== Pasaje dado

Por eso, la misión no se realiza por medio de la propaganda, la fuerza o los
argumentos racionales, sino mediante el testimonio de aquellos que están
vitalmente unidos al maestro: “vosotros sois testigos de esto”.
Es significativo
que la Ascensión tenga lugar en Betania: lugar de muerte y de vida (cf. Jn 11,
1-43), de amistad con el Maestro, de contemplación y de servicio (cf. Lc 10,
38-42). Los fuertes vínculos personales que evoca Betania nos hacen comprender
que la Ascensión de Jesús a los cielos no es una separación. Lucas, teólogo de
la historia de la salvación, va distinguiendo con claridad sus diversos
momentos, y ahora señala la línea divisoria entre el período de la presencia
terrena de Jesús, que se prolonga en cierto sentido durante el tiempo de las
apariciones pascuales, y el tiempo de la misión. Pero, en realidad, la
Ascensión marca, más que una desaparición, una nueva forma de presencia que,
precisamente por universalizarse en la misión, no puede tener el carácter
visible que vincula a determinado espacio y tiempo. Es la presencia en el
Espíritu, la fuerza de lo alto que ha de revestir a los discípulos. Ahora bien,
el carácter universal de esa presencia no debe llevar a equívocos: no es una
universalidad “abstracta”, limitada al mundo de las ideas, sino una
universalidad concreta, ligada a todo lugar y todo tiempo: ser sus testigos “en
Jerusalén, en toda Judea, en Samaria y hasta los confines del mundo”, sabiendo
que Él está con nosotros “todos los días hasta el fin del mundo” (Mt 28, 20). Esos
“confines del mundo”, en el espacio y en el tiempo, se encuentran allí donde
yo, cada uno de nosotros, se encuentra en cada momento: aquí y ahora, hasta
aquí y hasta este momento ha llegado el mensaje del Evangelio, y la misión de
cada uno es seguir llevándolo a todo tiempo y lugar.

====
== Entradas proporcionadas

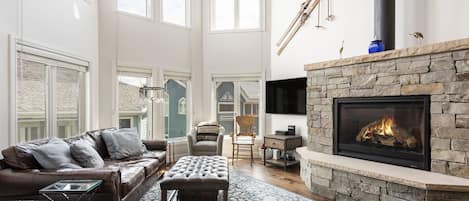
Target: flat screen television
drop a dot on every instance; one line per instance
(286, 96)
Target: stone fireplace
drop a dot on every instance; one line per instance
(390, 126)
(394, 130)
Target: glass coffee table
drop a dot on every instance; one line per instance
(75, 190)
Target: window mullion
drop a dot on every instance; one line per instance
(52, 110)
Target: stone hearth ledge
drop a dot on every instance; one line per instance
(396, 174)
(447, 46)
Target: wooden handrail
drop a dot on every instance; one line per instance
(296, 24)
(303, 8)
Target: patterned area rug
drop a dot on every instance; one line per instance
(243, 188)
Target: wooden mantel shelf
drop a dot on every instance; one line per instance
(393, 54)
(391, 173)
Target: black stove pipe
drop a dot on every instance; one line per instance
(385, 22)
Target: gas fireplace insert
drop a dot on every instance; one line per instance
(394, 130)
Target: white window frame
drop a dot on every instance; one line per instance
(236, 78)
(61, 59)
(186, 76)
(128, 70)
(149, 10)
(127, 118)
(188, 17)
(236, 18)
(225, 103)
(182, 103)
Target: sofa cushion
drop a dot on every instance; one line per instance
(99, 142)
(54, 155)
(123, 143)
(131, 177)
(160, 155)
(20, 157)
(205, 146)
(86, 155)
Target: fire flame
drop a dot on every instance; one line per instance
(383, 128)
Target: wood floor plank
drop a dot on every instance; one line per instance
(289, 180)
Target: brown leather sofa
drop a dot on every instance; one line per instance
(21, 177)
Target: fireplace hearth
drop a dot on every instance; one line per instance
(394, 130)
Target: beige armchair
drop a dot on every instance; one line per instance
(206, 139)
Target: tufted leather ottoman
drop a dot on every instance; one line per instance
(197, 178)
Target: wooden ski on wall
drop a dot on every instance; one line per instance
(305, 11)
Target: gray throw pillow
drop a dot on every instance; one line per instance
(54, 155)
(86, 155)
(123, 143)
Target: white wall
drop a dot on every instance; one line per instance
(132, 41)
(232, 53)
(51, 23)
(438, 20)
(352, 25)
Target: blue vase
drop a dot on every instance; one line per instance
(376, 46)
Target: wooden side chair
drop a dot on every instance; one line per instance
(245, 136)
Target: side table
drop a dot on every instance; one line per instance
(283, 143)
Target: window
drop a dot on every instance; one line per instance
(135, 7)
(236, 98)
(134, 107)
(176, 114)
(50, 98)
(237, 15)
(176, 12)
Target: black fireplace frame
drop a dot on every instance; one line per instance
(422, 162)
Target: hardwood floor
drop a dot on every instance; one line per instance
(289, 180)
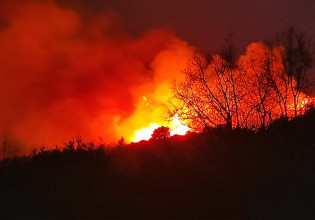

====

* **Tarea pendiente**:
Transcribe de nuevo, completo y sin ninguna alteración, el pasaje sobre la Ascensión de Jesús.

* **Respuesta al ejercicio**:
Por eso, la misión no se realiza por medio de la propaganda, la fuerza o los
argumentos racionales, sino mediante el testimonio de aquellos que están
vitalmente unidos al maestro: “vosotros sois testigos de esto”.
Es significativo
que la Ascensión tenga lugar en Betania: lugar de muerte y de vida (cf. Jn 11,
1-43), de amistad con el Maestro, de contemplación y de servicio (cf. Lc 10,
38-42). Los fuertes vínculos personales que evoca Betania nos hacen comprender
que la Ascensión de Jesús a los cielos no es una separación. Lucas, teólogo de
la historia de la salvación, va distinguiendo con claridad sus diversos
momentos, y ahora señala la línea divisoria entre el período de la presencia
terrena de Jesús, que se prolonga en cierto sentido durante el tiempo de las
apariciones pascuales, y el tiempo de la misión. Pero, en realidad, la
Ascensión marca, más que una desaparición, una nueva forma de presencia que,
precisamente por universalizarse en la misión, no puede tener el carácter
visible que vincula a determinado espacio y tiempo. Es la presencia en el
Espíritu, la fuerza de lo alto que ha de revestir a los discípulos. Ahora bien,
el carácter universal de esa presencia no debe llevar a equívocos: no es una
universalidad “abstracta”, limitada al mundo de las ideas, sino una
universalidad concreta, ligada a todo lugar y todo tiempo: ser sus testigos “en
Jerusalén, en toda Judea, en Samaria y hasta los confines del mundo”, sabiendo
que Él está con nosotros “todos los días hasta el fin del mundo” (Mt 28, 20). Esos
“confines del mundo”, en el espacio y en el tiempo, se encuentran allí donde
yo, cada uno de nosotros, se encuentra en cada momento: aquí y ahora, hasta
aquí y hasta este momento ha llegado el mensaje del Evangelio, y la misión de
cada uno es seguir llevándolo a todo tiempo y lugar.